_Task directions_
Write the data below out again, with each line matching the original.

Region pointing data
┏━━
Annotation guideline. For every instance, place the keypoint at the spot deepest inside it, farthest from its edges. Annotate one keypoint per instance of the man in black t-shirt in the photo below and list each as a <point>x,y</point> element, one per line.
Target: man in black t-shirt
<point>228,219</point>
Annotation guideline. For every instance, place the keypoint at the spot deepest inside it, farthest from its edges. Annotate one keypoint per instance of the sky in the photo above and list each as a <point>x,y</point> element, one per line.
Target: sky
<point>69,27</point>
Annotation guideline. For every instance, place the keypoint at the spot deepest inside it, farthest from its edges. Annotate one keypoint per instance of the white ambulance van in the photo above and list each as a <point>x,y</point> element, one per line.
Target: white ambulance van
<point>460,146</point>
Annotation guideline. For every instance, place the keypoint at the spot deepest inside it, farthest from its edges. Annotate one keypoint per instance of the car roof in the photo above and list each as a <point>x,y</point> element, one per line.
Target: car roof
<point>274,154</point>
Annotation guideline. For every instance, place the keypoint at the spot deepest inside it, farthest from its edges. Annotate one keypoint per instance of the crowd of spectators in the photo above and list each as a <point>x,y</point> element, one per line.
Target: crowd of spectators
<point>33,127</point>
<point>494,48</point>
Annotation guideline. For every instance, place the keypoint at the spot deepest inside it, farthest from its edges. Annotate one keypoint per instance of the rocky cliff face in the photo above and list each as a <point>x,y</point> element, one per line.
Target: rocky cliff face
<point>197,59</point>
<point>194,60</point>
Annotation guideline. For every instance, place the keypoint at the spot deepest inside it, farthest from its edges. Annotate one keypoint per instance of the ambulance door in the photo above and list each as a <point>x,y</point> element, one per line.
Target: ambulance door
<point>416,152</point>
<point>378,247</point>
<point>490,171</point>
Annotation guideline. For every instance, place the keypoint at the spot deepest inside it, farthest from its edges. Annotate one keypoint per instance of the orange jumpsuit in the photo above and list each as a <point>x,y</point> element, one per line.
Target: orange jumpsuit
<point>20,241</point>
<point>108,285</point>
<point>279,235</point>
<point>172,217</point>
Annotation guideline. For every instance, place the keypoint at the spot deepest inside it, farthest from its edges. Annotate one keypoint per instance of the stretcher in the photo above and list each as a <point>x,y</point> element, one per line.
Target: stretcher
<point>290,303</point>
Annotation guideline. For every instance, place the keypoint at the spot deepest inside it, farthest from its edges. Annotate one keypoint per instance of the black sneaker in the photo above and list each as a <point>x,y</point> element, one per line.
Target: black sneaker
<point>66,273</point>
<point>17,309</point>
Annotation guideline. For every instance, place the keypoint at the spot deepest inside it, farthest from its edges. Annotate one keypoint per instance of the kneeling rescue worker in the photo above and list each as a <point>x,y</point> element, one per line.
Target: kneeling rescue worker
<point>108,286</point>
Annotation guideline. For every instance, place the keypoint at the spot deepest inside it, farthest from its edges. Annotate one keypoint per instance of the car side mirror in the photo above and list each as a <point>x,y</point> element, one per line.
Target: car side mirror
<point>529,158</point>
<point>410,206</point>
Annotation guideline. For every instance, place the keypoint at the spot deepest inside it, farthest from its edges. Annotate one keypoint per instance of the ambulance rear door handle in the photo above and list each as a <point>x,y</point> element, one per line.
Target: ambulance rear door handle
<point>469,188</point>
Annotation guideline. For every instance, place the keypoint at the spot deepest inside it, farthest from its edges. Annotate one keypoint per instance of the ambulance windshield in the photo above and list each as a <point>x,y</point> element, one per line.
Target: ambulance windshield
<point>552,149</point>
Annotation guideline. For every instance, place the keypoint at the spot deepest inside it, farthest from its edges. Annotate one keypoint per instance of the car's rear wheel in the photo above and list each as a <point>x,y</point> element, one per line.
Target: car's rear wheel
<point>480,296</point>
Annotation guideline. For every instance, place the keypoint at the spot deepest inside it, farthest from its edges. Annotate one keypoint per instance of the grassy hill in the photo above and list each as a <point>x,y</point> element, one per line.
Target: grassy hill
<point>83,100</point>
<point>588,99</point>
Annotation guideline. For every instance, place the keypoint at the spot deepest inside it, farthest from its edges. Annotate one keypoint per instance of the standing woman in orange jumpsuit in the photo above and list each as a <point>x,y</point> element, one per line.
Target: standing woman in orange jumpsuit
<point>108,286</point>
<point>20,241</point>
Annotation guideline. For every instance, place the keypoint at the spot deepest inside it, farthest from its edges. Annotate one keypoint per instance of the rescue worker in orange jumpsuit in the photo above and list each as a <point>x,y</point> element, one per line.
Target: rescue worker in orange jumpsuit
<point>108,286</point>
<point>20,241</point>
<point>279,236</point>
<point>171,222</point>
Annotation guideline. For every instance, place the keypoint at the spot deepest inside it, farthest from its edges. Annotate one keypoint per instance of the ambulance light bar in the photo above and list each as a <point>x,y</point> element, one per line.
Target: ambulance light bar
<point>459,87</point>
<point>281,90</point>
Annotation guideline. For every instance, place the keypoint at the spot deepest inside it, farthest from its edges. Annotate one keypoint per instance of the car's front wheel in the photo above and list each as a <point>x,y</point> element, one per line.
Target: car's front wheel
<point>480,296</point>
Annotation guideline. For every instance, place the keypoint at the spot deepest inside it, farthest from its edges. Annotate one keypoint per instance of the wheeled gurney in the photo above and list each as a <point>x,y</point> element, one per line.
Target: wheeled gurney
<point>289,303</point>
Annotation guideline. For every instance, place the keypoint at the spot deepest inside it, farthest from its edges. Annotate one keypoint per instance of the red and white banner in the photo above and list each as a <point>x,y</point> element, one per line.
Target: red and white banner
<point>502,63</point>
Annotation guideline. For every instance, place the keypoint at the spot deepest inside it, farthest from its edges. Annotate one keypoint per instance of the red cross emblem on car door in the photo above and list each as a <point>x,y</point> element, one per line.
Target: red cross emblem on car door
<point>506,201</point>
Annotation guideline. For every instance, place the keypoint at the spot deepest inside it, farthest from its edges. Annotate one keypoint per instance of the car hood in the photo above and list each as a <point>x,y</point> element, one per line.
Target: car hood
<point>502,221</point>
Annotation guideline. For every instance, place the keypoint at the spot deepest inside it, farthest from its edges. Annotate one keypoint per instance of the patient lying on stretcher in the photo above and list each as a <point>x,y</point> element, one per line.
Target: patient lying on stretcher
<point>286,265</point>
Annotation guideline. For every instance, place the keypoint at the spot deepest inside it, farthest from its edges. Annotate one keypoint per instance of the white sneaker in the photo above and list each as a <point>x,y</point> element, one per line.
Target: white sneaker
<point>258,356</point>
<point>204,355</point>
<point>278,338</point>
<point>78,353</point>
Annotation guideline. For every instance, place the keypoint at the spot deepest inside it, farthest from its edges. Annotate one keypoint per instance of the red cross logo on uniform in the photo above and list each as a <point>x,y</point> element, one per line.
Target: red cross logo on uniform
┗━━
_Output of the task_
Annotation guideline. For every instance, place the keypoint at the spot deepest inside it, farthest from its edges. Annotate one keypoint per instance of the man in black t-shirt in the photo below and list each as a <point>x,y</point> element, one per line.
Target: man in black t-shirt
<point>228,219</point>
Annotation guideline. For every instance, place the keypoint at the spot deepest inside it, farthest from its edges. Annotate one keypoint per instance of the sky in the photo above and list each as a <point>x,y</point> element, one per line.
Target: sky
<point>69,27</point>
Annotation guideline. For every instance, place the keypoint at the spot deepest inside it, farthest from its edges. Annotate one keypoint per instance of the white ambulance van in the photo above and list each as a <point>x,y</point> element, one per line.
Target: white ambulance van
<point>460,146</point>
Annotation guideline. For every instance, place the keypoint at the spot deepest inside it, farthest from its edges. Annotate one keypoint per instance of the car roof in the photo above and list each as a <point>x,y</point> element, one per line.
Target: car roof
<point>274,154</point>
Annotation guideline. For every instance, place the keypoint at the spot deepest inside it, farthest from its edges. Annotate one keypoint per instance of the crowd of spectators in the photo above and list each as a <point>x,y</point> element, one per line.
Target: crowd of spectators
<point>33,127</point>
<point>494,48</point>
Annotation guideline. For every instance, place the keypoint at the spot deepest inside it, farthest from its edges. Annotate one keypoint per instance of the rocky cliff face in the photo above and list each as a <point>x,y</point> element, one per line.
Target: rocky cliff face
<point>197,59</point>
<point>194,60</point>
Annotation guideline. For every instance, place the keypoint at the spot deepest inside it, farthest from its edges. Annotate one keypoint per instance of the ambulance door in the photo above and list each as a <point>x,y</point> element, one per line.
Target: ambulance door
<point>416,152</point>
<point>378,247</point>
<point>490,171</point>
Annotation guideline. For every instance, place the keypoint at the spot deepest inside it, farthest from its edges. Annotate one keypoint per instance of the orange jumpsuit in the photo above and list each as a <point>x,y</point> element, one per line.
Target: orange jumpsuit
<point>20,241</point>
<point>108,285</point>
<point>279,235</point>
<point>172,217</point>
Annotation guideline. For every instance, place the keypoint at the spot deepest inside it, farthest from its edges. Annotate one keypoint per instance of the stretcher in the photo above and list each as a <point>x,y</point> element, one per line.
Target: stretcher
<point>290,303</point>
Annotation guideline. For every instance, place the keypoint at the spot deepest inside it, farthest from its edges. Annotate one keypoint per instance of the black sneaker in the photo above and list each as a <point>x,y</point> element, one per line.
Target: black sneaker
<point>66,273</point>
<point>17,309</point>
Annotation guideline. For every instance, place the keypoint at the spot deepest inside it, farthest from its edges. Annotate one keypoint per instance of the kneeling rescue worker in the photo above and list each as a <point>x,y</point> element, one per line.
Target: kneeling rescue worker
<point>108,286</point>
Annotation guideline. For every instance, place the keypoint at the spot deepest inside it, farthest from its edges. Annotate one keypoint per instance of the car side mirror in the photo above and list each as a <point>x,y</point> element, one per line.
Target: car side mirror
<point>529,158</point>
<point>410,206</point>
Annotation guideline. For every instance, place the keypoint at the spot deepest inside it, farthest from its edges. Annotate one keypoint per instance of the ambulance rear door handle in the photo above and list each as a <point>x,y</point> element, one per line.
Target: ambulance rear door handle
<point>469,188</point>
Annotation guideline. For every instance, place the keypoint at the spot deepest inside it, farthest from its edges. Annotate one keypoint per instance of the ambulance windshield in the photo above and list each as a <point>x,y</point> element, one per line.
Target: ambulance windshield
<point>552,149</point>
Annotation guideline. For every instance, place the keypoint at the spot deepest inside it, farthest from its edges. Annotate one keypoint per instance of the car's rear wheel in the photo above and list each as a <point>x,y</point> element, one per line.
Target: car's rear wheel
<point>480,296</point>
Annotation guideline. For every instance, place the keypoint at the spot deepest inside it, farthest from its edges. Annotate one keypoint per instance of the grassy hill in the photo above and list each as a <point>x,y</point> element, one per line.
Target: grassy hill
<point>83,100</point>
<point>588,99</point>
Annotation guideline. For every instance, place the keypoint at the spot deepest inside it, farthest from its edges. Annotate one keypoint per instance of the standing woman in orange jumpsuit in the photo above and list each as a <point>x,y</point> element, one per line.
Target: standing woman in orange jumpsuit
<point>108,286</point>
<point>20,241</point>
Annotation guideline. For every instance, place the keypoint at the spot deepest inside it, farthest from its edges. Annotate one keypoint per instance of the rescue worker in orange jumpsuit in the photo above and list each as a <point>x,y</point> element, one per line.
Target: rescue worker in orange jumpsuit
<point>108,286</point>
<point>20,241</point>
<point>279,236</point>
<point>171,222</point>
Annotation guideline. For every instance, place the keypoint at the spot deepest inside it, farthest from its edges. Annotate one keypoint per instance of the ambulance light bar in the photo above and list each as a <point>x,y</point> element, one per line.
Target: ambulance light bar
<point>459,87</point>
<point>281,90</point>
Annotation guideline. For every instance, place the keypoint at the spot deepest inside it, farthest from its edges. Annotate one keypoint per instance of the car's front wheel in the photo above and list each as a <point>x,y</point> element, one per line.
Target: car's front wheel
<point>480,296</point>
Annotation guideline. For every instance, place the keypoint at the spot deepest inside it, farthest from its edges. Annotate one keypoint per instance of the wheeled gurney in the photo above and list each as a <point>x,y</point> element, one per line.
Target: wheeled gurney
<point>289,303</point>
Annotation guideline. For every instance, place the keypoint at the spot deepest inside it, farthest from its edges. Annotate one keypoint per instance of the red and white banner in the photo above and list each as a <point>x,y</point> element, one per line.
Target: red and white banner
<point>502,63</point>
Annotation guideline. For every instance, place the keypoint at the spot deepest inside it, farthest from its edges. Annotate one keypoint per instance of the red cross emblem on car door in the photo above and list each as a <point>x,y</point> element, one per line.
Target: red cross emblem on car door
<point>506,201</point>
Annotation guideline. For every instance, place the keypoint at the spot deepest inside it, farthest from its edges. Annotate one keypoint per instance of the car hood in the photo above and list each as a <point>x,y</point> element, one per line.
Target: car hood
<point>502,221</point>
Annotation guideline. For every instance, place the keypoint at the spot deepest inside it, farthest from its edges. Annotate one keypoint per instance of the patient lying on stretcher in the photo above and list each as a <point>x,y</point> element, one per line.
Target: patient lying on stretcher
<point>286,265</point>
Annotation guideline. For every instance, place the keypoint at the spot deepest inside it, farthest from its edges. Annotate one keypoint per instance of the white sneaker in the photo above and list each as a <point>x,y</point> element, one per line.
Target: white sneaker
<point>258,356</point>
<point>204,355</point>
<point>278,338</point>
<point>78,353</point>
Annotation guideline. For every instance, place the keypoint at the spot deepest inside it, farthest from its edges. Annotate one keypoint per instance of the red cross logo on uniform in the photo above and list each as a <point>x,y</point> element, one per line.
Target: red cross logo on uniform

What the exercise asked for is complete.